**** GIVEN INFORMATION ****

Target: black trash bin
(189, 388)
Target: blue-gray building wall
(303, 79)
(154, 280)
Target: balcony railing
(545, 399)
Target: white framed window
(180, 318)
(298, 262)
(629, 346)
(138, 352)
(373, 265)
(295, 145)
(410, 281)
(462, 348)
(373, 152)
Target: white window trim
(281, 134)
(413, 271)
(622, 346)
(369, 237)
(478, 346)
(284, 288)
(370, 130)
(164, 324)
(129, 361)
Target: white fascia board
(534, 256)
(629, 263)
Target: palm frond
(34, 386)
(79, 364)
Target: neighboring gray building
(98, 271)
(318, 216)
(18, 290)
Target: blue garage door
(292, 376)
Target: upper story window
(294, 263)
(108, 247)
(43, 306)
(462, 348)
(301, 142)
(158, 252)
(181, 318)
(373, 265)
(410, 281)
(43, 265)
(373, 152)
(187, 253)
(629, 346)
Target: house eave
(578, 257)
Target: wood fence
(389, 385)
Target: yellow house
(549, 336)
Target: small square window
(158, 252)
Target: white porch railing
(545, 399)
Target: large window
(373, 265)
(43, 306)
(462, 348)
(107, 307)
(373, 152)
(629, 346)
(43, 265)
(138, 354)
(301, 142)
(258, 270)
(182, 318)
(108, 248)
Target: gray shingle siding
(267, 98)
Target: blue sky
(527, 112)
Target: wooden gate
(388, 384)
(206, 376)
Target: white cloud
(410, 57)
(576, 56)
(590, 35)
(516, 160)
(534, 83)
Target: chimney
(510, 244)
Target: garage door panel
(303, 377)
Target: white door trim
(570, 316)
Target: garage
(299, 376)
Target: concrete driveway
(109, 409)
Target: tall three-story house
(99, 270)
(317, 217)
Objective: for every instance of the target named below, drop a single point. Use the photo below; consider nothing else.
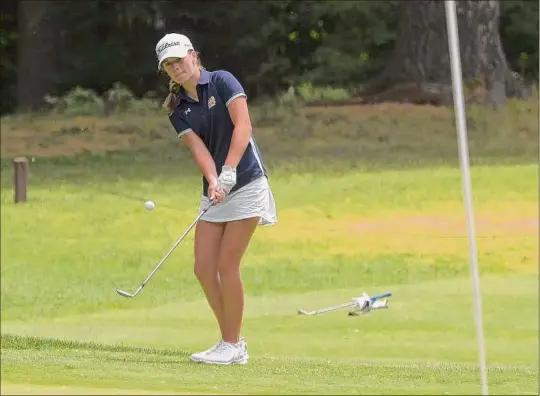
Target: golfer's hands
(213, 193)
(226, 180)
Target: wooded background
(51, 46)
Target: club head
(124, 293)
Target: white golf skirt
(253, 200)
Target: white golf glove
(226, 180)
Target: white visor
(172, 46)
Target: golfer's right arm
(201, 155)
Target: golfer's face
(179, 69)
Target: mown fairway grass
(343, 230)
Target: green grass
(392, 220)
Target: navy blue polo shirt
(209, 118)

****
**** GIVEN INFORMATION ****

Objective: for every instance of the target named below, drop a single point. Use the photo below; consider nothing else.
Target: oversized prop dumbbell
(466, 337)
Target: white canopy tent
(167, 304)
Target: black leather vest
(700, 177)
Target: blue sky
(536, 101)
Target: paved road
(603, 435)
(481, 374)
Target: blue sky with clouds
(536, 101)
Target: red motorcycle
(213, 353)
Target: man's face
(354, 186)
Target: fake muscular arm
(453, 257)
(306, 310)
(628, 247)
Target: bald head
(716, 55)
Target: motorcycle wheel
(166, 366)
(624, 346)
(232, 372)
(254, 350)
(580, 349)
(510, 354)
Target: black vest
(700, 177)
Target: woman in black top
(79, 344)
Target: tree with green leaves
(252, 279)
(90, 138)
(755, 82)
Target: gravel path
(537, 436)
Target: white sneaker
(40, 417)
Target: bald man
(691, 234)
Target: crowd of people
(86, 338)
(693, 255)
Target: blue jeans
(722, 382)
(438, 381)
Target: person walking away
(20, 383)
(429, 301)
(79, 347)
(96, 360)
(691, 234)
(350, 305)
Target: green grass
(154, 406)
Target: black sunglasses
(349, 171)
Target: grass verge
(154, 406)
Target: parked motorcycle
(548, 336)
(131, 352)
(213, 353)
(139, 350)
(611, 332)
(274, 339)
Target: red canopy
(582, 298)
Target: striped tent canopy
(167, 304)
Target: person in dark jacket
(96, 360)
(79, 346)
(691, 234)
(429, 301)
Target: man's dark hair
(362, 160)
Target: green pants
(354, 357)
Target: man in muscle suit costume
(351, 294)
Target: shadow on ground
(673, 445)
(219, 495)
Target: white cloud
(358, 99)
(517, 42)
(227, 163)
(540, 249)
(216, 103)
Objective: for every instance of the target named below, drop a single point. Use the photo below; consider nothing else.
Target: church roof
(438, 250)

****

Extract each line of the records that contains the string "canopy".

* WRITTEN SOLUTION *
Target: white canopy tent
Target: red canopy
Target: striped tent canopy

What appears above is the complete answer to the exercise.